--- Start ---

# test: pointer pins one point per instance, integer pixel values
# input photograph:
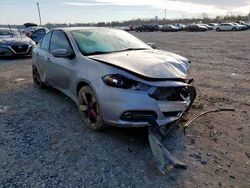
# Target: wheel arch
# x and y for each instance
(81, 84)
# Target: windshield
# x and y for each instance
(99, 41)
(8, 32)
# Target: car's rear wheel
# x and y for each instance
(89, 109)
(36, 78)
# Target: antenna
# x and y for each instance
(10, 30)
(38, 8)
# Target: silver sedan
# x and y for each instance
(114, 78)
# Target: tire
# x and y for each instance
(89, 109)
(36, 78)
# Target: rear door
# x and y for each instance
(41, 55)
(60, 70)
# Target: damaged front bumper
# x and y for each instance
(162, 104)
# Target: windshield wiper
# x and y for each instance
(132, 49)
(96, 53)
(101, 52)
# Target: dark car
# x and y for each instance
(13, 43)
(169, 28)
(39, 34)
(148, 28)
(195, 28)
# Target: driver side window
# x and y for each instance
(59, 41)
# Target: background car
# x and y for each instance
(207, 26)
(214, 25)
(37, 35)
(169, 28)
(244, 23)
(30, 30)
(13, 43)
(195, 28)
(227, 27)
(180, 26)
(148, 28)
(240, 27)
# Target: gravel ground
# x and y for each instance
(44, 144)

--- End ---

Extract each of the lines above verbatim, leaving out the picture.

# test: pointer pins one point per instance, integer pixel values
# input photograph:
# Target: wheel arch
# x and y for each instance
(81, 84)
# Target: windshield
# x and y for each instance
(99, 41)
(8, 32)
# Target: car's rear wheel
# x and y for each instance
(89, 109)
(36, 78)
# Target: antenna
# x and y for each instance
(10, 30)
(38, 8)
# Target: silver sedan
# x and y for each instance
(114, 78)
# Target: tire
# x and y for each instance
(89, 109)
(36, 78)
# Target: rear door
# x and y for each instance
(41, 55)
(60, 70)
# Target: damaged front bumper
# x and y for each instance
(162, 104)
# Target: windshield wiper
# x and y for each instance
(132, 49)
(96, 53)
(101, 52)
# Target: dark car
# x and y for each instance
(13, 43)
(169, 28)
(39, 34)
(148, 28)
(195, 28)
# Target: driver side window
# x and y for each instance
(59, 41)
# Target: background car
# x and y for each instance
(207, 26)
(214, 25)
(37, 35)
(169, 28)
(244, 23)
(30, 30)
(13, 43)
(195, 28)
(227, 27)
(180, 26)
(148, 28)
(240, 27)
# Target: gravel ground
# x and y for each instance
(44, 144)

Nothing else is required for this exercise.